(Object location annotation data)
------------------------

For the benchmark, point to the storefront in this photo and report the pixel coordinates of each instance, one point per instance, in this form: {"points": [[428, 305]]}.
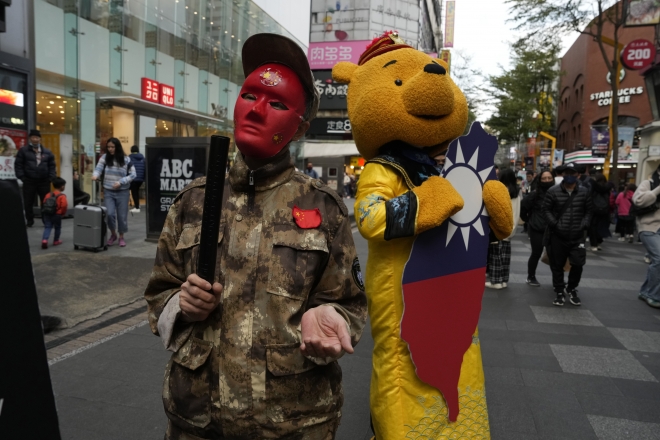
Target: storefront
{"points": [[627, 167], [135, 70], [585, 100]]}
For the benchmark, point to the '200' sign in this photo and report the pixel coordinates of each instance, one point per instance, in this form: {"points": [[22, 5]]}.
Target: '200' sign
{"points": [[638, 54]]}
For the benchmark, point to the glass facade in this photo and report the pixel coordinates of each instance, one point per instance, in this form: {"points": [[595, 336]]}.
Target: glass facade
{"points": [[91, 57]]}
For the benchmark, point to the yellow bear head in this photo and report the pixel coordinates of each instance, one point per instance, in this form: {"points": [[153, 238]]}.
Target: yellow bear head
{"points": [[404, 95]]}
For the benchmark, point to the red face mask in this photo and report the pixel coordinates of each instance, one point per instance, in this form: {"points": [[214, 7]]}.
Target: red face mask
{"points": [[268, 111]]}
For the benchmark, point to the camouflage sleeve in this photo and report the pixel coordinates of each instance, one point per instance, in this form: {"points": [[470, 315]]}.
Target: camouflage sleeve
{"points": [[166, 277], [340, 284]]}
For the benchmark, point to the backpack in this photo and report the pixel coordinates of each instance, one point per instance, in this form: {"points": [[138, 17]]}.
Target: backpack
{"points": [[49, 206]]}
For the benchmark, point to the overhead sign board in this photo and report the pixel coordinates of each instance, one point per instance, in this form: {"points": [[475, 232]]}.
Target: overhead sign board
{"points": [[638, 54], [158, 93], [449, 23], [333, 94], [325, 55]]}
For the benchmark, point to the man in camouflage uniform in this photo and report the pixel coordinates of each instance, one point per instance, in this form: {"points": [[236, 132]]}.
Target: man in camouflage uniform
{"points": [[255, 354]]}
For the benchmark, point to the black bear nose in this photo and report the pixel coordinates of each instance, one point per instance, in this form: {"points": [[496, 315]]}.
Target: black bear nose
{"points": [[435, 68]]}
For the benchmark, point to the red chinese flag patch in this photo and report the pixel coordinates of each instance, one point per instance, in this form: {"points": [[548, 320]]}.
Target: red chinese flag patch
{"points": [[307, 218]]}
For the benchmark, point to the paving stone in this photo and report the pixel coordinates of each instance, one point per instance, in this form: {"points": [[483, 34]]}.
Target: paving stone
{"points": [[595, 283], [597, 361], [531, 349], [557, 315], [638, 340], [638, 390], [559, 424], [526, 326], [634, 259], [609, 428], [498, 324], [512, 416], [568, 381], [503, 375], [647, 359], [497, 347], [620, 407]]}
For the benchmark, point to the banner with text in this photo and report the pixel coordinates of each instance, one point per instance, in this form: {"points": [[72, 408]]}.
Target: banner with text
{"points": [[326, 55], [169, 169]]}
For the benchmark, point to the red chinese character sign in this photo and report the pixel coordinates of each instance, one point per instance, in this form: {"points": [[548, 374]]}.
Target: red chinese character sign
{"points": [[158, 93], [167, 95], [638, 54], [443, 281], [150, 90]]}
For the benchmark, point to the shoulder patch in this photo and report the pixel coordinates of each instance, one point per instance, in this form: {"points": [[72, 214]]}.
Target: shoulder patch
{"points": [[197, 183], [358, 279], [326, 189]]}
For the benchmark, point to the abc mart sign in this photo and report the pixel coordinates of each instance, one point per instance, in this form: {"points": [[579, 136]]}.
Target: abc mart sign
{"points": [[605, 98]]}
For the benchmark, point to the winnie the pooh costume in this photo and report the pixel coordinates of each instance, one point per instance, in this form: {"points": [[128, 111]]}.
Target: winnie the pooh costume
{"points": [[404, 109]]}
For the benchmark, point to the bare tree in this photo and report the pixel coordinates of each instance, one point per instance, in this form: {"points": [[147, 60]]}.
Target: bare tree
{"points": [[545, 19]]}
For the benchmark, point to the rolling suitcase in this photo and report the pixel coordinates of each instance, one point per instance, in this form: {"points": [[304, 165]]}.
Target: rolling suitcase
{"points": [[89, 227]]}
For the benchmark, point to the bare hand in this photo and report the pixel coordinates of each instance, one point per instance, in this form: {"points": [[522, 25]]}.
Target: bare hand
{"points": [[197, 300], [324, 333]]}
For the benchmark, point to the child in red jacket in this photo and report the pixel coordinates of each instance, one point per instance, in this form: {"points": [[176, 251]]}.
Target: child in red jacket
{"points": [[53, 211]]}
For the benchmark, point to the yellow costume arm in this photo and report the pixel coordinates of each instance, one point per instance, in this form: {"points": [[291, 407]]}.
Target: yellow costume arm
{"points": [[437, 200], [498, 205], [385, 208], [377, 185]]}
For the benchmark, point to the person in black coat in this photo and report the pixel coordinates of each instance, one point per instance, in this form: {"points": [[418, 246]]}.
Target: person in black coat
{"points": [[137, 160], [600, 223], [568, 210], [532, 212], [35, 167]]}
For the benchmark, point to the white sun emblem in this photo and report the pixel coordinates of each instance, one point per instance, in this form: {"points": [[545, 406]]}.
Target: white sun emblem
{"points": [[469, 182]]}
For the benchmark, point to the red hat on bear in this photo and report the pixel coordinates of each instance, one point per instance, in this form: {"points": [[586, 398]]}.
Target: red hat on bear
{"points": [[389, 41]]}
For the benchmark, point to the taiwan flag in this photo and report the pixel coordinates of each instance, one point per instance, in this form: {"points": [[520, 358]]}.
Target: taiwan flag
{"points": [[443, 281]]}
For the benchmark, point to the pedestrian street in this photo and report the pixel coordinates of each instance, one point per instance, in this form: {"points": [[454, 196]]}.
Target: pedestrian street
{"points": [[588, 372]]}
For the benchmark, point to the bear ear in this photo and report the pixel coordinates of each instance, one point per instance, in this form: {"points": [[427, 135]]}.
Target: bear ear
{"points": [[343, 71], [443, 63]]}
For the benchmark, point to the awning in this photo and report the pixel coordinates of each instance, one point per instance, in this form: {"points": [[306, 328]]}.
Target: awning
{"points": [[158, 109], [329, 149]]}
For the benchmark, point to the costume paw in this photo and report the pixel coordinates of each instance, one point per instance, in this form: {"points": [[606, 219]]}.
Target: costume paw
{"points": [[437, 200], [498, 204]]}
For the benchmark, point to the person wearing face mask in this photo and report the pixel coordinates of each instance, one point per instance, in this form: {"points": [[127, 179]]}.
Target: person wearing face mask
{"points": [[647, 200], [532, 211], [568, 210], [255, 353], [600, 223]]}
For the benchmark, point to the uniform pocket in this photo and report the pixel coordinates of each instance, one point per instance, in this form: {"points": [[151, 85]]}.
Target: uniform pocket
{"points": [[187, 385], [296, 256], [188, 244], [297, 388]]}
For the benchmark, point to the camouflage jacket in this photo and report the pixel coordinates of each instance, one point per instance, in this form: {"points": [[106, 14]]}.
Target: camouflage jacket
{"points": [[242, 367]]}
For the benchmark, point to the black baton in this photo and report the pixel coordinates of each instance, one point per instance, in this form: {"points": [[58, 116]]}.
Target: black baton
{"points": [[215, 185]]}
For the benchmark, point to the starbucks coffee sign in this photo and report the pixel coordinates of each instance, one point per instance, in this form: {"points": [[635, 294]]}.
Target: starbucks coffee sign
{"points": [[605, 98]]}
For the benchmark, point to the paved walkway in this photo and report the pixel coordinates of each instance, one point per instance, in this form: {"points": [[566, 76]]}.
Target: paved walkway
{"points": [[587, 372]]}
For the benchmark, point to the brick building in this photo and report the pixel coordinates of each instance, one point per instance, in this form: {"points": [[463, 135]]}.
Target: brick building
{"points": [[584, 93]]}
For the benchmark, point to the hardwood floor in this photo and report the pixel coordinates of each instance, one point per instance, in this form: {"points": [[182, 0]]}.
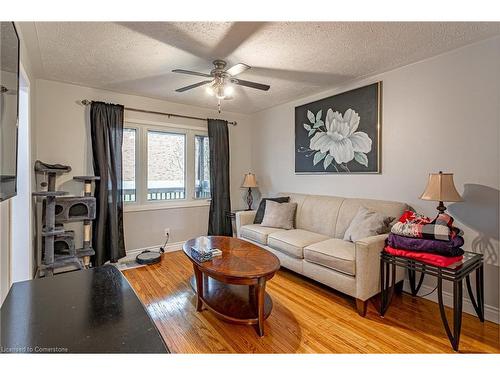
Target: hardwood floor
{"points": [[306, 318]]}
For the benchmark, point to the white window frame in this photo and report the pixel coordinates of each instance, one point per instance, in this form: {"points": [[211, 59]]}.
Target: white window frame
{"points": [[141, 165]]}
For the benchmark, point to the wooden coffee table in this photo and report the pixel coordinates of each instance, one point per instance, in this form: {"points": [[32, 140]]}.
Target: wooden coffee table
{"points": [[233, 285]]}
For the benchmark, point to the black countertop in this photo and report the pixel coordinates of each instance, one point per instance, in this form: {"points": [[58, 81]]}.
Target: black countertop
{"points": [[88, 311]]}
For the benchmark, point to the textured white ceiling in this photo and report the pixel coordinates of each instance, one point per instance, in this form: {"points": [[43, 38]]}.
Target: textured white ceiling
{"points": [[296, 58]]}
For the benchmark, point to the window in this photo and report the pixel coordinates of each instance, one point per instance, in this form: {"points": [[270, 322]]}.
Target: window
{"points": [[202, 167], [128, 165], [164, 166]]}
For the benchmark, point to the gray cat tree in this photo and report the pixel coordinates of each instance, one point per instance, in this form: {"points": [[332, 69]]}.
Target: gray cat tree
{"points": [[57, 250]]}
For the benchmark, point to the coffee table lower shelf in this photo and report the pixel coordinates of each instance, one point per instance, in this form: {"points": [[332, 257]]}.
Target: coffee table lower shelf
{"points": [[232, 303]]}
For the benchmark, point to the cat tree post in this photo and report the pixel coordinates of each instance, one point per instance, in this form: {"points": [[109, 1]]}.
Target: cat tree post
{"points": [[87, 224]]}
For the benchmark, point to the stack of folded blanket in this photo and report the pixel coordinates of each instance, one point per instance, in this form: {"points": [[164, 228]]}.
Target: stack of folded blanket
{"points": [[434, 241]]}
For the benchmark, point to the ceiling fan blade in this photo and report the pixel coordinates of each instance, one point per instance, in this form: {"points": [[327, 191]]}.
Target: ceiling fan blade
{"points": [[253, 85], [182, 89], [237, 69], [190, 72]]}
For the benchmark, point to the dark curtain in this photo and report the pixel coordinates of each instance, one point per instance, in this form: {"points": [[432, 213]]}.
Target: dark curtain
{"points": [[106, 124], [218, 140]]}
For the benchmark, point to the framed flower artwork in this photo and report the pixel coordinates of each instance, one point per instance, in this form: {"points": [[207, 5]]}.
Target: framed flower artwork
{"points": [[341, 133]]}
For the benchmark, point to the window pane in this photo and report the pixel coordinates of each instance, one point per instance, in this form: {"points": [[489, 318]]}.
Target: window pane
{"points": [[166, 166], [128, 160], [202, 167]]}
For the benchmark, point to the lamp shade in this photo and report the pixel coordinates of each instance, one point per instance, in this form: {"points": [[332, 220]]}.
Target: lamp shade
{"points": [[441, 188], [249, 180]]}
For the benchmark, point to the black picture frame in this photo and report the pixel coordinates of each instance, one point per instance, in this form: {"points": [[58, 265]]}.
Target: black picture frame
{"points": [[340, 134], [8, 182]]}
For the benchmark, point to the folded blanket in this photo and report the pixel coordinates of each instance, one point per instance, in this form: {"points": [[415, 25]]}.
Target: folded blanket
{"points": [[445, 248], [434, 259], [411, 224]]}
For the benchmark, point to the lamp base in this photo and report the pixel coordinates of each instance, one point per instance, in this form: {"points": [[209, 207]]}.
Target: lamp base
{"points": [[441, 208], [249, 199]]}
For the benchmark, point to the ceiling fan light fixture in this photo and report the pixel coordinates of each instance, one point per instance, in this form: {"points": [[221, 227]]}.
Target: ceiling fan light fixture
{"points": [[220, 92], [210, 90], [228, 90]]}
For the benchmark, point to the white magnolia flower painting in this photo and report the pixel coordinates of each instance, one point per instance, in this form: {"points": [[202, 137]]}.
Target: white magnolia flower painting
{"points": [[337, 141]]}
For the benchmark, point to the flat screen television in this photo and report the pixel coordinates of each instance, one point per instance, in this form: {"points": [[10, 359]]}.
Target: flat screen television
{"points": [[9, 103]]}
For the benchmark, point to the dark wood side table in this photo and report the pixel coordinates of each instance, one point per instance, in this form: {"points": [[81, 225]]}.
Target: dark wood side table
{"points": [[87, 311], [455, 273]]}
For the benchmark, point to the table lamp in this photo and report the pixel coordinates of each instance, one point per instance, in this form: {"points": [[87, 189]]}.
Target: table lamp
{"points": [[441, 188], [249, 182]]}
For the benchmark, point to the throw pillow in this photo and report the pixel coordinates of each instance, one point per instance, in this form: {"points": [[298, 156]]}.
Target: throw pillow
{"points": [[262, 207], [279, 215], [367, 223]]}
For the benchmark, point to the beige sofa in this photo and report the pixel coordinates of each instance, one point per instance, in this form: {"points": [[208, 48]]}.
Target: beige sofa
{"points": [[316, 249]]}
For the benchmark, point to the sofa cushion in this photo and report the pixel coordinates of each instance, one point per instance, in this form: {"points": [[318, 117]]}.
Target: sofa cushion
{"points": [[257, 233], [367, 223], [279, 215], [259, 215], [350, 208], [292, 242], [333, 253]]}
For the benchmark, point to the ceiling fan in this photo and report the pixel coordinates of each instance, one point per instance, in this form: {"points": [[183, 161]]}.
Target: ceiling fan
{"points": [[221, 80]]}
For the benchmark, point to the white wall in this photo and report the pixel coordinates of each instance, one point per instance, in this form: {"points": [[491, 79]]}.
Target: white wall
{"points": [[438, 114], [5, 207], [62, 136]]}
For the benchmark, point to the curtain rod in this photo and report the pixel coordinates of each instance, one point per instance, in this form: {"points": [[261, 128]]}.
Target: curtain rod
{"points": [[88, 102]]}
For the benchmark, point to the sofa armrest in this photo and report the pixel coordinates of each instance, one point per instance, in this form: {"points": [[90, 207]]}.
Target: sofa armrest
{"points": [[368, 265], [244, 218]]}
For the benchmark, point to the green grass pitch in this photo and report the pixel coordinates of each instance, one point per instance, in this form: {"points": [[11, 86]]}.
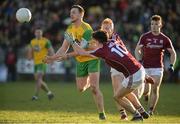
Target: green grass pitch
{"points": [[70, 106]]}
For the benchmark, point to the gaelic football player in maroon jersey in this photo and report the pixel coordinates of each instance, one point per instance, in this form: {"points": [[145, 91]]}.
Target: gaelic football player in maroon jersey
{"points": [[117, 56], [150, 49], [116, 76]]}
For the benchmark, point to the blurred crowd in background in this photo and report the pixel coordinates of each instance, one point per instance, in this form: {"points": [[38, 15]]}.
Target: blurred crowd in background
{"points": [[131, 18]]}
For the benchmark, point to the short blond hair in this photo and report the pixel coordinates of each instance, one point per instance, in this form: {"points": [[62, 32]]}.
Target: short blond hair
{"points": [[156, 18], [107, 21]]}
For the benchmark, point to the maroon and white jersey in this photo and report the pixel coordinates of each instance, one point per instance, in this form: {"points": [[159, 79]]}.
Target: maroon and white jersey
{"points": [[117, 56], [153, 49]]}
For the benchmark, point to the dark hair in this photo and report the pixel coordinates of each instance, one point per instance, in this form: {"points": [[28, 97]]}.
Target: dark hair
{"points": [[100, 36], [80, 8], [156, 18]]}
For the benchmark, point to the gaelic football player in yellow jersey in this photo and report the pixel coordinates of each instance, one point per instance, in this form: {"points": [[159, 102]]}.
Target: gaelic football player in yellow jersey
{"points": [[40, 47], [87, 68]]}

------------------------

GIVEN TASK:
Output, word for word, every line from the one containing "For the benchmark, point to the green" through the end of the rows. Leave the pictures out.

RESPONSE FOR THIS EXERCISE:
For the benchmark, point to the green grass pitch in this photo and report the pixel coordinates of each instance, one point per instance, in this form: {"points": [[11, 86]]}.
Target: green grass pitch
{"points": [[70, 106]]}
For the benchmark, point to the gaelic football player in maroon jersey in this photo and report the pixel coordinates of each instance, one point per instance, in this form: {"points": [[145, 91]]}.
Target: gaelic football player in maroon jersey
{"points": [[117, 56], [150, 49], [116, 76]]}
For the benchmark, point to the blurred crowd in background in this photo and report the pixel coordinates of each instance, one point per instance, in this form: {"points": [[38, 15]]}.
Target: blurred crowd in background
{"points": [[131, 18]]}
For the benchmark, point to the short blond hair in this photo and report the pixel coordinates of each instance, one point per instance, in this form: {"points": [[62, 32]]}.
Target: short blond hair
{"points": [[156, 18], [107, 21]]}
For the benchmark, point to the maroon and white jersey in this photo and report the pixel coordinates of each instance, one point per instance, in this form: {"points": [[159, 79]]}.
Target: maroon and white jersey
{"points": [[117, 56], [153, 49]]}
For the benchmark, point to the dark hair in this photo and report the pixel coordinates of each instance, one point per instance, in this form: {"points": [[28, 97]]}.
Target: dark hair
{"points": [[100, 36], [80, 8], [156, 18]]}
For the benchmark, point to the gaelic football player in yellow jersey in this photo and report the pixel coordinates of each instance, one point per instance, in this form: {"points": [[159, 102]]}.
Target: gaelic football player in yellow jersey
{"points": [[40, 47], [87, 68]]}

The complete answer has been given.